● **Problem 1**: Please return the part of the pushouts-on-graphs text from "The algebraic framework" up to and including "any proofs. :)", copied word for word.
● **Problem 2**: Select each line of the listing that contains the string "outline" and copy those lines unchanged.

Pushouts on Graphs

A "graph grammar" is a set of rules that rewrite graphs, just as a context-free grammar or context-sensitive grammar rewrites strings of symbols.

The algebraic framework for understanding graph grammars is Double pushout (DPO) graph rewriting, but that article is nearly completely uninformative. The longer explanation at https://en.wikipedia.org/wiki/Graph_rewriting#Algebraic_approach is complete word salad as far as I can tell. It boggles me that somebody tried to explain a category-theory concept without making a diagram.

So I think I can do better, and I'm reading this technical report which builds this construction up with every detail covered:

• Alfio Martini, Graph Grammars -- An Introduction to the Double-Pushout Approach, Report 6, Fachbereich 13, TU-Berlin - Informatik (1996).

I'll try to be a little more user-friendly by not including any proofs. :)

● **Records provided**:
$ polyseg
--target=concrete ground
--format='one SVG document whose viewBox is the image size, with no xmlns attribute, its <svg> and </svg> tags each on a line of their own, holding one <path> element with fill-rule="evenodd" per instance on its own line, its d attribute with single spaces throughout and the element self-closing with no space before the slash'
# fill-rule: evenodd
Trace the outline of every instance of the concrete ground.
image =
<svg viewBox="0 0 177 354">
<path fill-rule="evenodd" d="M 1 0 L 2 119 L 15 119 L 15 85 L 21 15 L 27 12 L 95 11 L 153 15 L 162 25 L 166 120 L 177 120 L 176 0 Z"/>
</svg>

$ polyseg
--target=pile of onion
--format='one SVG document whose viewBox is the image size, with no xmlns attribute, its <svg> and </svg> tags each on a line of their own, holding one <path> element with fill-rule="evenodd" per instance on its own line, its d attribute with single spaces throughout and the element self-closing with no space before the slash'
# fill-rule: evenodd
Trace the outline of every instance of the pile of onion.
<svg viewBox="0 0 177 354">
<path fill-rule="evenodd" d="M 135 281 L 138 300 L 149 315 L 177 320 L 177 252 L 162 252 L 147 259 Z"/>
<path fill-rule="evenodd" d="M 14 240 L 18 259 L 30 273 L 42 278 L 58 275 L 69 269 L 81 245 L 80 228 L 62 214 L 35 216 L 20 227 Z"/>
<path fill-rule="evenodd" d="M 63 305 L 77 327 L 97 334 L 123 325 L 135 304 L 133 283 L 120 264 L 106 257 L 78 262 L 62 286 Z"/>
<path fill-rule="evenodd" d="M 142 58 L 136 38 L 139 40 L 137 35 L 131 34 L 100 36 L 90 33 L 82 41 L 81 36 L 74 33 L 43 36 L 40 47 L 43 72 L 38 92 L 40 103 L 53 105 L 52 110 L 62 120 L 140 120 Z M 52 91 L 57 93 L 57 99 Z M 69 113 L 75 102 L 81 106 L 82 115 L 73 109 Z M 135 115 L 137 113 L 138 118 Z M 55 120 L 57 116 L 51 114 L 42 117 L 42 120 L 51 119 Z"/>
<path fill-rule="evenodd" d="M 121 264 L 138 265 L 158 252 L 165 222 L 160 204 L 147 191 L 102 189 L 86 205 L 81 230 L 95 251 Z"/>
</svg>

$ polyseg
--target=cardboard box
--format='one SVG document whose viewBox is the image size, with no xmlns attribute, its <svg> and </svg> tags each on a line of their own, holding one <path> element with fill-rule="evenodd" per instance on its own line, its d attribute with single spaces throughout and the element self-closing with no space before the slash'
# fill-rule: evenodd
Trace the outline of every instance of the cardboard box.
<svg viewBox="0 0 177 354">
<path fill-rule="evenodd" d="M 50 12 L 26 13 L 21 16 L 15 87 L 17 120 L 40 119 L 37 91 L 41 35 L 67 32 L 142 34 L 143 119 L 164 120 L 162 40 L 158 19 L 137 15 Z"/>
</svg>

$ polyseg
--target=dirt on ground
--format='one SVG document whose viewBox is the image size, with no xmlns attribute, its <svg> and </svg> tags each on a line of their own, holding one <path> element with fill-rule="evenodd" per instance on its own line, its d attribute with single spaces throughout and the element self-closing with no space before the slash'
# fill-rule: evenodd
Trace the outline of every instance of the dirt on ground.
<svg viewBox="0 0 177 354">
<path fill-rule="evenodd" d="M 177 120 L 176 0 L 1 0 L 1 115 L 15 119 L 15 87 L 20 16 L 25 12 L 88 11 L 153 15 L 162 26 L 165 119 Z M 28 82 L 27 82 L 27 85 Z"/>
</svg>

● **Correct answer 1**:
The algebraic framework for understanding graph grammars is Double pushout (DPO) graph rewriting, but that article is nearly completely uninformative. The longer explanation at https://en.wikipedia.org/wiki/Graph_rewriting#Algebraic_approach is complete word salad as far as I can tell. It boggles me that somebody tried to explain a category-theory concept without making a diagram.

So I think I can do better, and I'm reading this technical report which builds this construction up with every detail covered:

• Alfio Martini, Graph Grammars -- An Introduction to the Double-Pushout Approach, Report 6, Fachbereich 13, TU-Berlin - Informatik (1996).

I'll try to be a little more user-friendly by not including any proofs. :)

● **Correct answer 2**:
Trace the outline of every instance of the concrete ground.
Trace the outline of every instance of the pile of onion.
Trace the outline of every instance of the cardboard box.
Trace the outline of every instance of the dirt on ground.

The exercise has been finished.